── Recorded information

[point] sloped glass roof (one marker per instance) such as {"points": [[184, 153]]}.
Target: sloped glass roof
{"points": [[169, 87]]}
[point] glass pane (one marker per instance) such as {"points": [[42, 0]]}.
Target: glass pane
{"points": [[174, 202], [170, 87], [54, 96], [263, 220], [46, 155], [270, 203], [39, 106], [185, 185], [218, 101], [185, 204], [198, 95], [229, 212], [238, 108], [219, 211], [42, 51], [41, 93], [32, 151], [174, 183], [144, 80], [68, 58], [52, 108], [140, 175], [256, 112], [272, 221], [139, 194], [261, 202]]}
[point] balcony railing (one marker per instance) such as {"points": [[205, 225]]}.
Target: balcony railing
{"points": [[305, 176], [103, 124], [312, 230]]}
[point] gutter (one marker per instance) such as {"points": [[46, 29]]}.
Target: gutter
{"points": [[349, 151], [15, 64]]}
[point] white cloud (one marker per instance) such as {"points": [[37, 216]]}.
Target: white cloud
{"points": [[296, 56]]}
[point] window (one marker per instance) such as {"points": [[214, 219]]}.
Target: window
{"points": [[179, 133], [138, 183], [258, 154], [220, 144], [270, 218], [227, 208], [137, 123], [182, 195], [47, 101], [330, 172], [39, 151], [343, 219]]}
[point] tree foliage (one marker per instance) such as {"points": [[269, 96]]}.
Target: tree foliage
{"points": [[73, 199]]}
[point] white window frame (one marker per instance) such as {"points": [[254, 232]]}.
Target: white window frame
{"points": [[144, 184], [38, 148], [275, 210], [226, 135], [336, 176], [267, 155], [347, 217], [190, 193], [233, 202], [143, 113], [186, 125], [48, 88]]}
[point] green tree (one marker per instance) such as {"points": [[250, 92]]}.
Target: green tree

────

Each record above needs to be set down again, word for word.

Finished task =>
[point] sloped glass roof (one marker per instance) such as {"points": [[184, 153]]}.
Target: sloped glass roof
{"points": [[169, 87]]}
[point] glass pane (one marker per instance) such as {"points": [[42, 0]]}.
Target: glass pane
{"points": [[174, 202], [170, 87], [54, 96], [263, 220], [46, 155], [270, 203], [39, 106], [185, 185], [218, 101], [185, 204], [198, 95], [229, 212], [238, 108], [219, 211], [42, 51], [41, 93], [32, 151], [174, 183], [144, 80], [68, 58], [52, 108], [140, 175], [256, 112], [272, 221], [139, 194], [261, 202]]}
[point] balcony railing (one marker per instance) such as {"points": [[205, 225]]}.
Target: balcony railing
{"points": [[305, 176], [103, 124], [312, 230]]}
[point] gutter (one marker per instance) such as {"points": [[46, 29]]}.
Target: gutter
{"points": [[349, 151], [15, 64]]}
[point] white cloud (one marker per instance) such as {"points": [[37, 216]]}.
Target: white cloud
{"points": [[296, 56]]}
[point] window (one marker per instance) such as {"points": [[214, 219]]}.
Target: window
{"points": [[179, 133], [138, 183], [258, 154], [220, 144], [270, 218], [227, 208], [137, 123], [182, 195], [47, 101], [330, 172], [39, 151], [343, 219]]}
[point] tree foliage (one marker per instance) such as {"points": [[269, 96]]}.
Target: tree foliage
{"points": [[73, 199]]}
[point] white window frame (one marker per instance) such as {"points": [[254, 232]]}.
Target: white window frame
{"points": [[144, 184], [38, 148], [275, 210], [226, 135], [336, 176], [267, 155], [347, 217], [190, 193], [233, 202], [143, 113], [186, 125], [48, 88]]}
[point] green tree (one marker per instance) such as {"points": [[250, 92]]}.
Target: green tree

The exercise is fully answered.